* begin TEXT EXCERPT *

COURT OF APPEALS OF VIRGINIA
Present: Judges Benton, Coleman and Bumgardner
Argued at Salem, Virginia
TREMAYNE ORTEZE POWELL
OPINION BY
v. Record No. 0545-97-3 JUDGE SAM W. COLEMAN III
APRIL 21, 1998
COMMONWEALTH OF VIRGINIA
FROM THE CIRCUIT COURT OF THE CITY OF LYNCHBURG
Richard S. Miller, Judge
Philip B. Baker (Joseph A. Sanzone
Associates, P.C., on brief), for appellant.
Marla Graff Decker, Assistant Attorney
General (Richard Cullen, Attorney General, on
brief), for appellee.
Tremayne Orteze Powell appeals his bench trial conviction
for possession of marijuana and possession of cocaine. He
contends: (1) the trial court erred by denying his motion to
suppress marijuana discovered in a search incident to an unlawful
arrest, and (2) the evidence is insufficient to prove he
possessed cocaine. We disagree and affirm the convictions.
I. BACKGROUND
City of Lynchburg Police Officers Kevin Hollyfield, J.P.
Stokes, and another officer were patrolling in an unmarked
vehicle in a high crime area also known to be an open-air drug
market. Hollyfield observed appellant and two other men sitting
on a low wall, approximately eighteen inches high, facing the
street with their backs to a parking lot. The two men were
sitting approximately three feet from the appellant. Hollyfield
saw appellant place his left hand, which was clenched in a fist,
behind his back, keeping his hand close to his body as he placed
it behind him. When appellant brought his hand back in front,
Hollyfield saw that it was unclenched. Neither of the other two
men made any motions with their hands. Hollyfield alerted the
other officers, and they pulled their vehicle up to the curb
where appellant was sitting.

* end TEXT EXCERPT *
* begin DATA SHOWN *

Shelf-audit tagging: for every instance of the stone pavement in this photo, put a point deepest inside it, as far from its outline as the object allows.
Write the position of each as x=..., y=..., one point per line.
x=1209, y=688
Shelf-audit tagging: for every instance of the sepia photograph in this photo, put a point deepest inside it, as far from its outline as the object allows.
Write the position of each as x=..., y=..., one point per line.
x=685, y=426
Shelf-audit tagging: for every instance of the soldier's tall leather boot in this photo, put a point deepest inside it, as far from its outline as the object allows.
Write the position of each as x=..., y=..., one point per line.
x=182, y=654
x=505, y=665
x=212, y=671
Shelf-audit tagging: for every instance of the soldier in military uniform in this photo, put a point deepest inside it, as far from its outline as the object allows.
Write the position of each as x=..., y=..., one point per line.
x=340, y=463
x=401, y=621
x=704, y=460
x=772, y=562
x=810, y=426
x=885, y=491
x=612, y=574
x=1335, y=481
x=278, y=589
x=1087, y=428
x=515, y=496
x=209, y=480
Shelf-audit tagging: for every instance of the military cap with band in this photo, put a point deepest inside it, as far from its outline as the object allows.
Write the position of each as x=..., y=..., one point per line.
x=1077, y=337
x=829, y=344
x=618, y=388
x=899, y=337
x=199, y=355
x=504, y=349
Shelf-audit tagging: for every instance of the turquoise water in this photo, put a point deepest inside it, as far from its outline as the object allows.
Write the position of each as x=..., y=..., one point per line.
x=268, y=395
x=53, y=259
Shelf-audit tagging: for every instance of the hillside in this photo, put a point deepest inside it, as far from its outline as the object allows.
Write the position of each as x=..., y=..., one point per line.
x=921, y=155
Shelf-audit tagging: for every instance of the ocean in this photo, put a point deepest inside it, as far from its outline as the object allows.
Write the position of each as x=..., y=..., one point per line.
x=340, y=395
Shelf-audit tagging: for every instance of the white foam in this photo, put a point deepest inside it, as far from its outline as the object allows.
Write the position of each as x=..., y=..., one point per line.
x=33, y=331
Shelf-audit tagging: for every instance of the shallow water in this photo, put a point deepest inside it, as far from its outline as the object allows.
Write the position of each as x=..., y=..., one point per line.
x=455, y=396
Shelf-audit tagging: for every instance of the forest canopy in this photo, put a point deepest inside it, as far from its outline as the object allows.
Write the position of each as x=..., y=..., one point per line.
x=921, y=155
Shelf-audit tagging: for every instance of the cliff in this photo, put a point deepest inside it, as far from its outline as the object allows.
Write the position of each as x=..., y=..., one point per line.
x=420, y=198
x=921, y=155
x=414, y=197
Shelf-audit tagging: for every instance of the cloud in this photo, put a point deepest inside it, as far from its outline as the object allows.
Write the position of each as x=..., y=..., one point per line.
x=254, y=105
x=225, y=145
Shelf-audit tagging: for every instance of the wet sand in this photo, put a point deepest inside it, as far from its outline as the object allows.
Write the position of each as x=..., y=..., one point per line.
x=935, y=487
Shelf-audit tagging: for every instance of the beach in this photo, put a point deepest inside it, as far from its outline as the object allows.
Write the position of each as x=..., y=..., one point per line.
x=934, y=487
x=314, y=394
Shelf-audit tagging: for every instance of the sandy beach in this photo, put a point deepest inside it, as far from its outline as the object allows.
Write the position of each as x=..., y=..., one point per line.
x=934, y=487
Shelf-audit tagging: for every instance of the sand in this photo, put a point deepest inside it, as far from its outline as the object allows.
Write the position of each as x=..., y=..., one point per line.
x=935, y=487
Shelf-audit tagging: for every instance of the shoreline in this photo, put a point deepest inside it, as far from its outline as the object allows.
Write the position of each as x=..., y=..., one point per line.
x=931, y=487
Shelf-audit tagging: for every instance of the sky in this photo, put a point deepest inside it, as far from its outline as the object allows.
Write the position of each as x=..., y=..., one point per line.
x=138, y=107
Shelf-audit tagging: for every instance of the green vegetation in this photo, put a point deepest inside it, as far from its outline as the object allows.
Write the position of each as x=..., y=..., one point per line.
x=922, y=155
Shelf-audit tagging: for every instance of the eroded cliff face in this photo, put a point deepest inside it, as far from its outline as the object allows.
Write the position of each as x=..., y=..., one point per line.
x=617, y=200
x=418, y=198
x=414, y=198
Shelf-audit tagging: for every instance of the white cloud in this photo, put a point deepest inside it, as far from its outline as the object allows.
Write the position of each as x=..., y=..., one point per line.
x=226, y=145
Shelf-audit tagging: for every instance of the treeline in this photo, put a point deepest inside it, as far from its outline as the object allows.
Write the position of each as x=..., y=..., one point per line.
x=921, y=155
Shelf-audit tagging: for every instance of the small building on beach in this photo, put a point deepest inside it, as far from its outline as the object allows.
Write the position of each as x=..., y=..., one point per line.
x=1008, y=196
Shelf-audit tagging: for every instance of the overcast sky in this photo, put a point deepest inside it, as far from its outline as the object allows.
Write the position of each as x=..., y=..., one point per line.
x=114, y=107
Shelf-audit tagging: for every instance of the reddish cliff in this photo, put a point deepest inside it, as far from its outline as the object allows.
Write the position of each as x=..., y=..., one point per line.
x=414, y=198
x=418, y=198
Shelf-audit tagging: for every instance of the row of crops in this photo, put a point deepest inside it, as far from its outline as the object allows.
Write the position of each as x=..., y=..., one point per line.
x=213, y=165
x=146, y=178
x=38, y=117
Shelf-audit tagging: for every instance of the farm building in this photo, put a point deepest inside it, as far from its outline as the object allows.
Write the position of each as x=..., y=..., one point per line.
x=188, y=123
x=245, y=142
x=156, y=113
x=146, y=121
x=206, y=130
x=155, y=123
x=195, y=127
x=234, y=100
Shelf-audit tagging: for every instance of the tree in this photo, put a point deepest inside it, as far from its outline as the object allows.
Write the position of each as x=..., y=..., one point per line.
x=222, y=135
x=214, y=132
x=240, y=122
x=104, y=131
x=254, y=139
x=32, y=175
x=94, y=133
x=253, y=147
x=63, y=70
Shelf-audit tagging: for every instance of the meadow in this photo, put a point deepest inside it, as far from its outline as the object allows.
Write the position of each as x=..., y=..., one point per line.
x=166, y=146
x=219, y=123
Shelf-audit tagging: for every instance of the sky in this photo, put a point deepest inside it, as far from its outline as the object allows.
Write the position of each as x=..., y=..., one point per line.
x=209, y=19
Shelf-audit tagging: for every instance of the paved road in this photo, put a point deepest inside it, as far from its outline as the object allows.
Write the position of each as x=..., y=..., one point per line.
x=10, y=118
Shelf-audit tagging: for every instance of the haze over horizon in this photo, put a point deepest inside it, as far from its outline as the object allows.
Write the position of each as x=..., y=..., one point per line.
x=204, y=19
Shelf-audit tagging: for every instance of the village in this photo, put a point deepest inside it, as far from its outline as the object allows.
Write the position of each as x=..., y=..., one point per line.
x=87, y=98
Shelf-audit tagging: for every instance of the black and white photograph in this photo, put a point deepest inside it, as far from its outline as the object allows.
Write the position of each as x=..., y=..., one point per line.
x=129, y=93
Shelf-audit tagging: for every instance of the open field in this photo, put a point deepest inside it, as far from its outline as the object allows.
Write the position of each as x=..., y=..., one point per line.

* end DATA SHOWN *

## SET EXERCISE 1:
In the court opinion above, how high was the wall that Powell and the two other men were sitting on?
## SET EXERCISE 2:
Pick up the court opinion on Powell's appeal right after its last sentence and keep writing.

## EXERCISE RESULT 1:
Approximately eighteen inches high.

## EXERCISE RESULT 2:
Appellant stood up and began to walk away as Hollyfield
exited the car. Stokes walked over to the wall and found a small
brown paper bag containing crack cocaine lying on the ground
directly below the spot where appellant had been sitting. Stokes
testified that the bag of drugs was lying six to twelve inches
"underneath" where appellant's "left thigh" had been when he was
sitting on the wall. Stokes also testified that there was no
debris within the immediate area where he found the drugs.
Stokes did not field test the substance, but, based upon his
training and experience in investigating nearly two hundred
cocaine cases, he testified that it had the appearance of
cocaine. Stokes alerted Hollyfield that he had found cocaine
behind the wall where appellant had been sitting, and Hollyfield
arrested appellant. Upon searching appellant incident to the
arrest, Hollyfield discovered a marijuana cigarette in
appellant's right front shirt pocket.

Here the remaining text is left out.